===== Records for the exercise =====
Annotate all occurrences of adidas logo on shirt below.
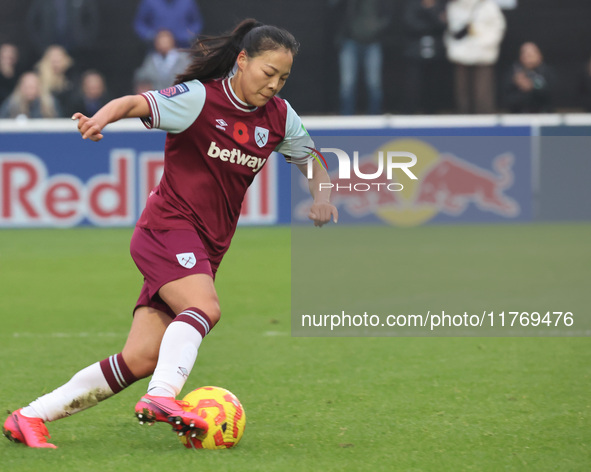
=====
===== Records for the exercise =====
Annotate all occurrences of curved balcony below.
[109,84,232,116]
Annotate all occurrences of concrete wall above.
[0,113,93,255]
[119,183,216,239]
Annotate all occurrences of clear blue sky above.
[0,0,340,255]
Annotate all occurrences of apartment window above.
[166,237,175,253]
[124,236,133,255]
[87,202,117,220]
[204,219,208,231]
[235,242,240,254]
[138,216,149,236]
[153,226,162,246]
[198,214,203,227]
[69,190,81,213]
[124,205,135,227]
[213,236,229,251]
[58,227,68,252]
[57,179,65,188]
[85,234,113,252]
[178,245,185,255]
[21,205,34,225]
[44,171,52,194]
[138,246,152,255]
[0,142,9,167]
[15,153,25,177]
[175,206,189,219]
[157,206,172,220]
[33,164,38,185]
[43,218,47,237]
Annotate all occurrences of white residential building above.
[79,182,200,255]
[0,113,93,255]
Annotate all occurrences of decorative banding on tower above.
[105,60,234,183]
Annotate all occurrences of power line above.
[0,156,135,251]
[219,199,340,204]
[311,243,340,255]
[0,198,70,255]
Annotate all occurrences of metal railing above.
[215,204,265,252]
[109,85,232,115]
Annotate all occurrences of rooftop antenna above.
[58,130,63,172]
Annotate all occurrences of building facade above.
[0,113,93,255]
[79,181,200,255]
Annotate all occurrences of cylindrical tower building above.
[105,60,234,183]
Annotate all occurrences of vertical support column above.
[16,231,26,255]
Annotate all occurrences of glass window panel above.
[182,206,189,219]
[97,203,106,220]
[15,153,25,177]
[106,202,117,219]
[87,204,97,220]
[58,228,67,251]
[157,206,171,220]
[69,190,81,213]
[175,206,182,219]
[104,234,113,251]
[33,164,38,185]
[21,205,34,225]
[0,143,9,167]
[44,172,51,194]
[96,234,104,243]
=====
===== Records for the exercise =====
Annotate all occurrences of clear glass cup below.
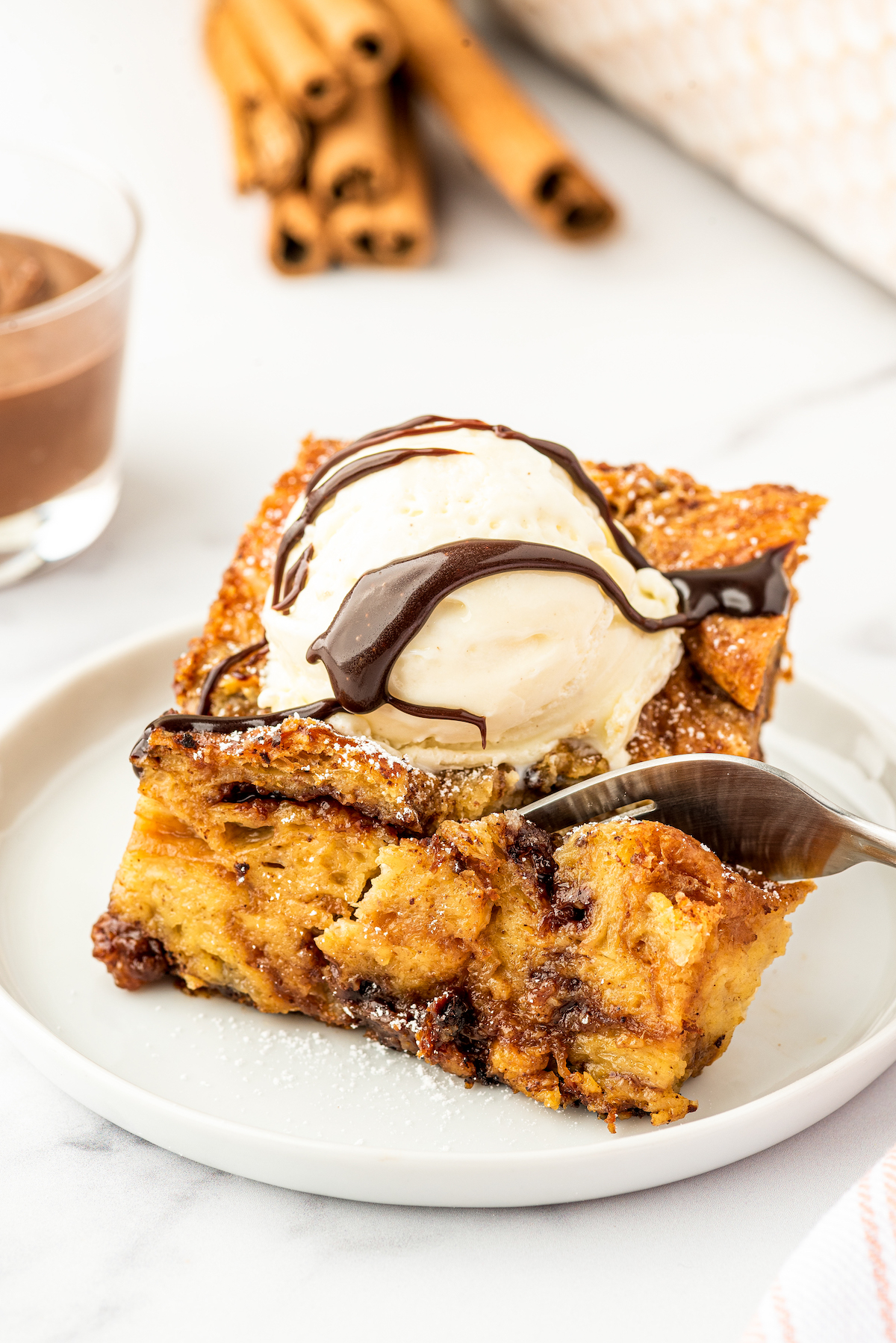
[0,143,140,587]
=====
● What you have to do
Recast the lines of the records as a Markdown table with the columns Row and Line, numbering each row and leaving out blank lines. Begin at the line that has "Annotate all occurrences of decorative" and stop after the line that has "[96,234,104,243]".

● Solution for this task
| Row | Line |
|---|---|
| 1 | Annotate all occurrences of decorative banding on tower above. |
| 2 | [105,60,234,183] |
| 3 | Annotate all occurrences of power line above. |
| 4 | [0,156,135,251] |
| 5 | [219,199,340,204] |
| 6 | [311,243,340,255] |
| 7 | [0,198,70,255] |
| 8 | Annotate all occurrences of metal railing above. |
| 9 | [215,204,265,252] |
| 10 | [109,85,232,115] |
| 11 | Annotate all occurrences of rooftop antenna above. |
| 12 | [58,130,63,172] |
| 13 | Annotate all occurrences of building facade above. |
| 14 | [0,113,93,255] |
| 15 | [79,181,200,255] |
| 16 | Annotate all occurrences of cylindrical tower building above. |
| 17 | [105,60,234,183] |
| 18 | Annotate all occurrences of vertical support column above. |
| 19 | [16,231,26,255] |
| 20 | Annotate all occurrences of glass window panel above. |
| 21 | [182,206,189,219] |
| 22 | [97,203,106,220] |
| 23 | [15,153,25,177] |
| 24 | [106,202,117,219] |
| 25 | [87,204,97,220] |
| 26 | [58,228,67,251] |
| 27 | [157,206,171,220] |
| 28 | [69,190,81,213] |
| 29 | [175,206,182,219] |
| 30 | [104,234,113,251] |
| 31 | [33,164,38,185] |
| 32 | [21,205,34,225] |
| 33 | [0,143,9,167] |
| 34 | [44,172,51,194] |
| 35 | [96,234,104,243] |